Scale the material below, from its start through the line that contains "x=95, y=461" (inclusive), and write those lines out again with the requests included and the pictures left out. Multiply every coordinate in the answers by 1.25 and round to whole numbers, with halves rounding up.

● ● ● ● ● ● ●

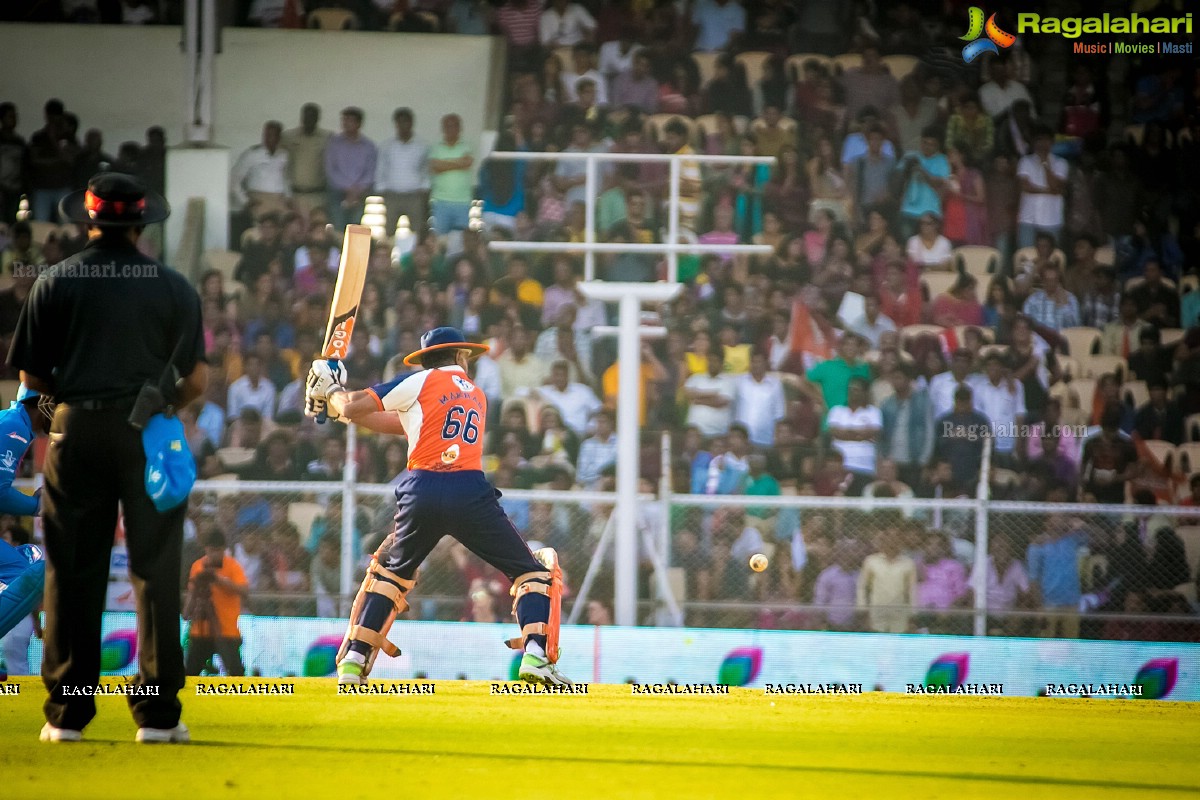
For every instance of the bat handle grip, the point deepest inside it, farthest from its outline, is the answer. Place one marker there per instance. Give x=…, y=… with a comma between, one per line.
x=323, y=416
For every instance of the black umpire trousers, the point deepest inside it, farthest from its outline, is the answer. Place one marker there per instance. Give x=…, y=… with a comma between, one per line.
x=95, y=461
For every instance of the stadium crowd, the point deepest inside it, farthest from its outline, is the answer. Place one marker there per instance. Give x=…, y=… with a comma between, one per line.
x=1002, y=252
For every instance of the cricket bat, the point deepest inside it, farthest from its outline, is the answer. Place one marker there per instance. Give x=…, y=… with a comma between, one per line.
x=352, y=274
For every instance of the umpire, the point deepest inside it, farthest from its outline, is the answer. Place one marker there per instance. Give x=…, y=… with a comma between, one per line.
x=95, y=329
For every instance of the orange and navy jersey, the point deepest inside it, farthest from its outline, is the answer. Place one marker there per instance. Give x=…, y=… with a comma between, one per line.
x=443, y=414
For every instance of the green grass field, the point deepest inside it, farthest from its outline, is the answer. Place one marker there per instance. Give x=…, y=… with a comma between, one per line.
x=462, y=743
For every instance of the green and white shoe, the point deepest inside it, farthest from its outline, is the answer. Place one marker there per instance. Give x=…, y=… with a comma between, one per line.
x=537, y=669
x=351, y=672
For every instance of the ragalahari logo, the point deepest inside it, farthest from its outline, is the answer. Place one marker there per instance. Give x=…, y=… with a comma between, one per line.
x=996, y=41
x=948, y=669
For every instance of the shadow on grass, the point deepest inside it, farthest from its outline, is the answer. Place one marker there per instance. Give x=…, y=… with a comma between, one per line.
x=1020, y=780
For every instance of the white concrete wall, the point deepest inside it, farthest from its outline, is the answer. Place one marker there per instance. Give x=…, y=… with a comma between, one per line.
x=125, y=79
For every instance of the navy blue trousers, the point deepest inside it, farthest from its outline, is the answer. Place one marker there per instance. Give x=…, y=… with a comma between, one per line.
x=463, y=505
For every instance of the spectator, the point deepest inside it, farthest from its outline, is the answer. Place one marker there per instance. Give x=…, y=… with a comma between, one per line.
x=943, y=583
x=1007, y=585
x=887, y=585
x=924, y=173
x=1122, y=336
x=853, y=431
x=711, y=396
x=759, y=402
x=520, y=370
x=402, y=174
x=870, y=84
x=585, y=58
x=1109, y=461
x=52, y=154
x=575, y=402
x=565, y=24
x=1053, y=306
x=1001, y=92
x=829, y=380
x=259, y=180
x=873, y=324
x=928, y=247
x=1099, y=300
x=959, y=441
x=959, y=304
x=451, y=190
x=216, y=588
x=1151, y=362
x=22, y=254
x=349, y=169
x=1054, y=572
x=637, y=86
x=1161, y=417
x=1043, y=179
x=907, y=425
x=729, y=473
x=837, y=588
x=598, y=451
x=306, y=160
x=13, y=164
x=1158, y=304
x=719, y=24
x=252, y=390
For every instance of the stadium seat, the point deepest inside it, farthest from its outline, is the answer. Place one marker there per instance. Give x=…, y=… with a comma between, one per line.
x=303, y=515
x=1068, y=367
x=989, y=336
x=222, y=260
x=706, y=64
x=1081, y=341
x=235, y=457
x=795, y=64
x=1191, y=537
x=787, y=124
x=977, y=260
x=1134, y=394
x=657, y=125
x=1164, y=451
x=1137, y=281
x=1171, y=335
x=913, y=331
x=847, y=61
x=1078, y=394
x=1030, y=253
x=1097, y=366
x=333, y=19
x=1187, y=457
x=753, y=62
x=41, y=230
x=900, y=66
x=939, y=282
x=1192, y=427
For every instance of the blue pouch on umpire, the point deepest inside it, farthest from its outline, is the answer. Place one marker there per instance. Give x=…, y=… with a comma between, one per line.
x=171, y=468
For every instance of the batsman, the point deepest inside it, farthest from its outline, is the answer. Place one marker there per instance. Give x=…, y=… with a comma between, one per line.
x=443, y=492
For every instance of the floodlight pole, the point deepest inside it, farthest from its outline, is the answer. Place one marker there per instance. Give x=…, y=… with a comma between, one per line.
x=629, y=298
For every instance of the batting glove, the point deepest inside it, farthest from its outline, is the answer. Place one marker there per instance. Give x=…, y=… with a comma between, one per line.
x=324, y=377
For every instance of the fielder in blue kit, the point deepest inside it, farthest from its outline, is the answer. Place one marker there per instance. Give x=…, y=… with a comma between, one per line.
x=22, y=569
x=444, y=492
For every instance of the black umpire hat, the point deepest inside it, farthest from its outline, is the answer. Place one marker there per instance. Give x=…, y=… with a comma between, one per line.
x=114, y=200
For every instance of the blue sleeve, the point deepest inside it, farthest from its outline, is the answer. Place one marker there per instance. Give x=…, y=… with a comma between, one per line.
x=15, y=437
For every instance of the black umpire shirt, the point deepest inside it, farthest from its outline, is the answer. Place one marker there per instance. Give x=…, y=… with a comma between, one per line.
x=103, y=322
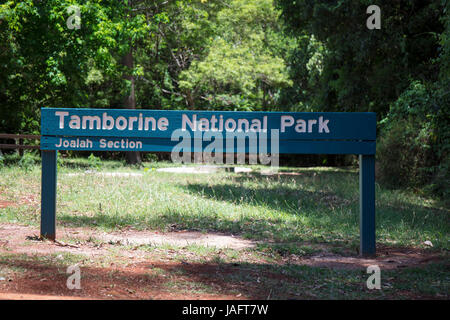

● ● ● ● ● ● ●

### Correct answer
For every instance of the bat handle grip, the point deepest inside it, farthest from its outline, is the answer. Place one marker there per instance. Give x=…, y=… with a comma between, one per line.
x=404, y=520
For every instance of the black umpire trousers, the point deepest inside it, farthest from its outline, is the answer. Place one marker there per instance. Give x=…, y=… with a comma between, one per line.
x=119, y=576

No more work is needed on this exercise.